_PASSAGE TO READ:_
This is a short article on the finding and catching of Daga Salmon (Argyrosomus Hololepidotus). Daga Salmon are also found along our entire coastline from the West to the East. However, here in KwaZulu-Natal, they can also be found during the summer months (January to May).

The season starts heating up in conjunction with the annual sardine run and the cooler waters. Once the sardines have disappeared, Daga Salmon settle down to aggregate and breed along the coastline. Daga are creatures of habit, and will return to the same spots year after year.
They seem to have a distinct liking for man-made structures like ship wrecks, sunken barges and pipelines. You’ll also find them in various reefs. Fortunately for us in the Durban area we have an abundance of the correct structures so our season is generally good.
In the Western and Eastern Cape, Daga are successfully targeted by rock, surf and estuary anglers. However, in KwaZulu-Natal due to the recent nature of our open-to-the-sea river systems only two areas along the shore line show any consistency – the Sand Spit at Port Shepstone and the Tugela River mouth. The casting and retrieval of swimming type lures and live-baits being the favourite method of capture.
Off the boat, the Daga Salmon are not a deep water species and their favourite depth appear to be 27 fathoms (48.6 m) with the pinnacles along the reef rising to 21 to 24 fathoms. When hunting for these fish, one should familiarise oneself with the entire structure and its surrounds.

_ITEMS:_

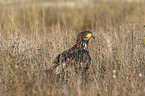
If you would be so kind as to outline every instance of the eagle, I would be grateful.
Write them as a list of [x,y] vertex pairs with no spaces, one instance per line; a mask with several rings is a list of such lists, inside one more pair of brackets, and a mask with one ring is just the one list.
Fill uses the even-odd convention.
[[50,69],[47,71],[54,72],[56,81],[68,81],[71,76],[71,70],[79,75],[86,74],[91,64],[91,57],[88,51],[88,43],[91,38],[95,39],[91,31],[80,32],[72,48],[63,51],[54,59]]

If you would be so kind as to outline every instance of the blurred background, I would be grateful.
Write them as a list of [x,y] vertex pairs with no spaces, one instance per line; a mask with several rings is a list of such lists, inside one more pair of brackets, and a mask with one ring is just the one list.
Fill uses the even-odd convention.
[[86,96],[144,96],[144,26],[145,0],[0,0],[0,94],[64,95],[44,70],[90,30]]

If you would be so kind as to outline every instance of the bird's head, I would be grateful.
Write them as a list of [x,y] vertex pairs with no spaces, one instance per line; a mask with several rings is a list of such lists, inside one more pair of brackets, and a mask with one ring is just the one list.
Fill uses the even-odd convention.
[[95,35],[91,31],[83,31],[77,35],[77,42],[89,41],[91,38],[95,39]]

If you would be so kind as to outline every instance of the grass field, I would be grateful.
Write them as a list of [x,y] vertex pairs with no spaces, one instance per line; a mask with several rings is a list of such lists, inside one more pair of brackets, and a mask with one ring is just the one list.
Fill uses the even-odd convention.
[[145,3],[8,1],[0,0],[0,96],[62,96],[44,70],[83,30],[96,36],[86,96],[145,95]]

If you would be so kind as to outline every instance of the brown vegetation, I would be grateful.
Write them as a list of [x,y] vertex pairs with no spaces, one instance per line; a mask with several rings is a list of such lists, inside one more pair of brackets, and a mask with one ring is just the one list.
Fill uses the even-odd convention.
[[[87,96],[145,95],[144,4],[38,5],[0,7],[1,96],[61,96],[64,90],[53,89],[44,70],[86,29],[96,36]],[[78,95],[70,86],[70,96]]]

_TASKS AND EXERCISES:_
A. Do these statements agree with the Daga Salmon article? For each, answer yes or no and quote the words from the article that decide it.
(i) Daga Salmon come back to the same spots every year.
(ii) Daga Salmon are a deep water species.
(iii) In KwaZulu-Natal, many areas along the shore line give consistent results for Daga.
B. Set down word for word the part of the Daga Salmon article from "This is a short" to "is generally good.".

_IN RESPONSE:_
A.
(i) Yes: "Daga are creatures of habit, and will return to the same spots year after year."
(ii) No: "the Daga Salmon are not a deep water species"
(iii) No: "only two areas along the shore line show any consistency"

B.
This is a short article on the finding and catching of Daga Salmon (Argyrosomus Hololepidotus). Daga Salmon are also found along our entire coastline from the West to the East. However, here in KwaZulu-Natal, they can also be found during the summer months (January to May).

The season starts heating up in conjunction with the annual sardine run and the cooler waters. Once the sardines have disappeared, Daga Salmon settle down to aggregate and breed along the coastline. Daga are creatures of habit, and will return to the same spots year after year.
They seem to have a distinct liking for man-made structures like ship wrecks, sunken barges and pipelines. You’ll also find them in various reefs. Fortunately for us in the Durban area we have an abundance of the correct structures so our season is generally good.